• **Point-per-instance localization data**
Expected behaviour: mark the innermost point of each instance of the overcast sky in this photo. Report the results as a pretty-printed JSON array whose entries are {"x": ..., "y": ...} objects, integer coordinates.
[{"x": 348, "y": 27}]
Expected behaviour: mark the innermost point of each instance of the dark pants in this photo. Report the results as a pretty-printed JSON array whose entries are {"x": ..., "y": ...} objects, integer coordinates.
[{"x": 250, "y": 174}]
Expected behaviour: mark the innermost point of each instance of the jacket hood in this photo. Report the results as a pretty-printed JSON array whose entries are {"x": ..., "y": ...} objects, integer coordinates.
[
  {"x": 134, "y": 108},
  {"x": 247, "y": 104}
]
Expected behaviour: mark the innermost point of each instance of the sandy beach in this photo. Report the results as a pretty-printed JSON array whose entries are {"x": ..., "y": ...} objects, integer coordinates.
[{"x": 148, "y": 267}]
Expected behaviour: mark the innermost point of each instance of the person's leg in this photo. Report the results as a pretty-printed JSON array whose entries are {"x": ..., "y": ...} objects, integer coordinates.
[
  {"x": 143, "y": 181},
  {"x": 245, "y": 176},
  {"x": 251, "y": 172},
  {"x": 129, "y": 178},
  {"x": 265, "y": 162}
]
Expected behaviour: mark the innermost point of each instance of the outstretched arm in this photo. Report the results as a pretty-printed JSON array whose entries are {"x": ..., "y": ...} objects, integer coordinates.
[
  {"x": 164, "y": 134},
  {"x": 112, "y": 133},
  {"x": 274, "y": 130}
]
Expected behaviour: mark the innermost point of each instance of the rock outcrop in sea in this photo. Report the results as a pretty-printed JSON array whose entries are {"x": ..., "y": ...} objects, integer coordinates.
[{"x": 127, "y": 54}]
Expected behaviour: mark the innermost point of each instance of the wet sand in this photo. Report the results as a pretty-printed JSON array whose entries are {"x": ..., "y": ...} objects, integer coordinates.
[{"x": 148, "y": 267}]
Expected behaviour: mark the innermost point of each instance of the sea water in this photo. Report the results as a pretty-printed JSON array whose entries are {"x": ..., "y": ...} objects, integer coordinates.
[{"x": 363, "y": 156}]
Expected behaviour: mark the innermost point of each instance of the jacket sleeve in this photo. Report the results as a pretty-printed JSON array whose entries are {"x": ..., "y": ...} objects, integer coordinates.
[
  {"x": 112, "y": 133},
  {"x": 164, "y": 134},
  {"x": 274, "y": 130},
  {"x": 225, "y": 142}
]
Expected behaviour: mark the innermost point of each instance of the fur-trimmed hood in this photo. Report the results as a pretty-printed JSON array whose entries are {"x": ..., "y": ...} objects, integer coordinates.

• **Prompt**
What is needed here is an exact copy of all the entries.

• **Answer area**
Expected behaviour: mark the innermost point of each instance of the overcast sky in this photo. Report the results as a pretty-printed JSON array whose entries are {"x": ..., "y": ...} objects, integer coordinates.
[{"x": 348, "y": 27}]
Expected behaviour: mark the innermost point of each instance of the dark pants in this photo. Report the results as a pretty-printed JSON array whose entries are {"x": ..., "y": ...} objects, integer coordinates.
[{"x": 250, "y": 174}]
Expected behaviour: mark the innermost point of each instance of the jacket hood in this photo. Report the results as a pretty-printed JSON array whose entries are {"x": ..., "y": ...} objects, integer coordinates.
[
  {"x": 134, "y": 108},
  {"x": 247, "y": 104}
]
Expected behaviour: mark the innermost point of each instance of the sandy beach in this photo. Report the results as a pretty-printed JSON array whose entries are {"x": ..., "y": ...} objects, integer coordinates.
[{"x": 148, "y": 267}]
Expected behaviour: mark the innermost point of each instance of the person's leg in this photo. Report the results as a pretty-printed JSON array whose entries are {"x": ..., "y": ...} objects, integer coordinates.
[
  {"x": 143, "y": 181},
  {"x": 245, "y": 176},
  {"x": 251, "y": 172},
  {"x": 129, "y": 178},
  {"x": 265, "y": 162}
]
Expected behaviour: mark the innermost point of each instance of the outstretched arm in this photo. Report the results as a pretty-printed JSON array whose entries are {"x": ..., "y": ...} objects, integer coordinates.
[
  {"x": 164, "y": 134},
  {"x": 112, "y": 133},
  {"x": 274, "y": 130}
]
Expected behaviour: mark the innermost point of each instance of the rock outcrop in sea in this photo. Report the results as a pretty-printed JSON array whose entries are {"x": ..., "y": ...} objects, integer coordinates.
[{"x": 127, "y": 54}]
Expected behaviour: mark the innermost point of each instance of the wet sand in this photo. Report the results as a pretty-printed JSON array whose entries are {"x": ..., "y": ...} objects, integer coordinates.
[{"x": 148, "y": 267}]
Expected behaviour: mark the innermost point of each instance of the sea water in this photo. Report the results as a pretty-printed JSON array whose entries are {"x": ..., "y": ...} objects, integer coordinates.
[{"x": 363, "y": 156}]
Expected behaviour: mark the innermost point of each instance of the jacket sleeve in this photo. Report the results as a pretty-printed JSON array whose entries are {"x": ..., "y": ...} objects, integer coordinates.
[
  {"x": 112, "y": 133},
  {"x": 164, "y": 134},
  {"x": 274, "y": 130},
  {"x": 225, "y": 142}
]
Expected behaviour: mark the innermost point of each instance of the fur-trimmed hood in this photo. Report the results as a pretty-printed JSON array whose entries are {"x": ..., "y": ...} objects, integer coordinates.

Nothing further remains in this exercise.